--- start Source material ---
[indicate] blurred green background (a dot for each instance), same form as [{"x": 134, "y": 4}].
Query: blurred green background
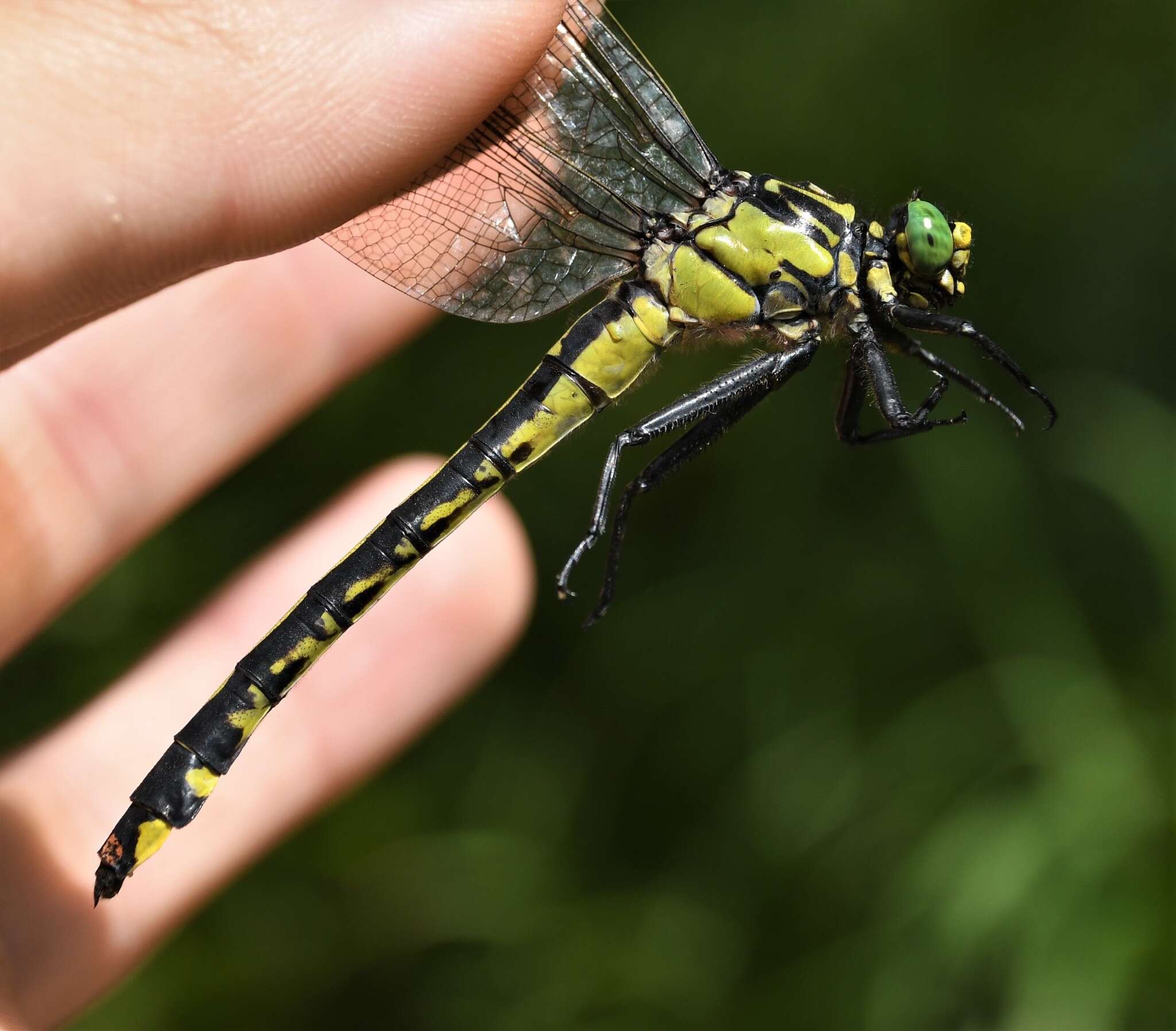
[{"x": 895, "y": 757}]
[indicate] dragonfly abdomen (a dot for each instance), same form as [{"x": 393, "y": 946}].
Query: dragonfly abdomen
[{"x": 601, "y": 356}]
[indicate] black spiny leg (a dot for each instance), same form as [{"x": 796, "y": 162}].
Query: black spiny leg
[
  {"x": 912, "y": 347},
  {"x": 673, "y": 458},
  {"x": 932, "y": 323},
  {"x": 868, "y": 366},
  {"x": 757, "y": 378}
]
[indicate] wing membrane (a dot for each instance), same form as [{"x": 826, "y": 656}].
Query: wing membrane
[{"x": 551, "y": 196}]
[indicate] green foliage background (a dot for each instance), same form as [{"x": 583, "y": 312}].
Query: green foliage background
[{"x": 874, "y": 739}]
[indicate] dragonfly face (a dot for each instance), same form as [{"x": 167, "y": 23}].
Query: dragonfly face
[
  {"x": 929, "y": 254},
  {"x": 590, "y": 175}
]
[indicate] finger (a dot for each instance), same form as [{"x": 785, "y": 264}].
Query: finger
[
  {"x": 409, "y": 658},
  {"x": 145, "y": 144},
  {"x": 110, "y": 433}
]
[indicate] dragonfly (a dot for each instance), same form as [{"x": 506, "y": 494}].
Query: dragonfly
--- end Source material ---
Task description
Format all of the data above as a Markdown table with the columns Row and Line, giving each non-blank line its own numbered row and leaving the pictures out.

Right answer
| Row | Line |
|---|---|
| 1 | [indicate] blurred green background (a dot for each instance), same form as [{"x": 134, "y": 4}]. |
| 2 | Query: blurred green background |
| 3 | [{"x": 895, "y": 757}] |
| 4 | [indicate] dragonfly abdomen (a dot for each instance), same form as [{"x": 393, "y": 946}]. |
| 5 | Query: dragonfly abdomen |
| 6 | [{"x": 601, "y": 356}] |
| 7 | [indicate] black spiny leg (a dot for each instance), same form as [{"x": 796, "y": 162}]. |
| 8 | Query: black spiny leg |
| 9 | [ |
| 10 |   {"x": 912, "y": 347}, |
| 11 |   {"x": 673, "y": 458}, |
| 12 |   {"x": 932, "y": 323}, |
| 13 |   {"x": 868, "y": 366}, |
| 14 |   {"x": 757, "y": 378} |
| 15 | ] |
| 16 | [indicate] wing membrane (a dot for each instance), same form as [{"x": 826, "y": 656}]. |
| 17 | Query: wing membrane |
| 18 | [{"x": 551, "y": 196}] |
| 19 | [indicate] green foliage background (a dot for each instance), same form as [{"x": 583, "y": 312}]. |
| 20 | Query: green foliage background |
| 21 | [{"x": 874, "y": 739}] |
| 22 | [indicate] dragonfly face (a dot for each instance), same form as [{"x": 167, "y": 23}]. |
| 23 | Query: dragonfly face |
| 24 | [ |
| 25 |   {"x": 929, "y": 254}, |
| 26 |   {"x": 590, "y": 175} |
| 27 | ] |
| 28 | [indicate] finger (a dot for each instance), same form as [{"x": 785, "y": 264}]. |
| 29 | Query: finger |
| 30 | [ |
| 31 |   {"x": 409, "y": 658}, |
| 32 |   {"x": 145, "y": 144}, |
| 33 |   {"x": 110, "y": 433} |
| 34 | ] |
| 35 | [indicate] dragonfly (a dot for each instance), same form as [{"x": 506, "y": 494}]. |
| 36 | Query: dragonfly |